> [ACTIVITY]:
Go through the records below line by line, counting those that contain the word "above"; answer with the count only.

> [AVAILABLE DATA]:
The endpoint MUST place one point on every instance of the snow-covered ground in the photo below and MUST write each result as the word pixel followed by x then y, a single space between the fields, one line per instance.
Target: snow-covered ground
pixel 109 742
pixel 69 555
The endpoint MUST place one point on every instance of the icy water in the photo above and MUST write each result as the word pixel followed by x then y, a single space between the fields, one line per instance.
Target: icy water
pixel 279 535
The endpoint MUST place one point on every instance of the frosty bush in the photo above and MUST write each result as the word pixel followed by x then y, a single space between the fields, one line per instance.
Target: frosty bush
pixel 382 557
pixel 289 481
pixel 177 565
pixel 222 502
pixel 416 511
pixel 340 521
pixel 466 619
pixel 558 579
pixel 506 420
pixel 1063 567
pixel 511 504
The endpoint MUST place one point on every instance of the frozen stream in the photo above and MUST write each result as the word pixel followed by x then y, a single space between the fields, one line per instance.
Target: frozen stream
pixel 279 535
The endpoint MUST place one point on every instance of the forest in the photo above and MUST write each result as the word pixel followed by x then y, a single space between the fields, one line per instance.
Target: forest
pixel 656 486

> [RESULT OF THIS EXERCISE]:
4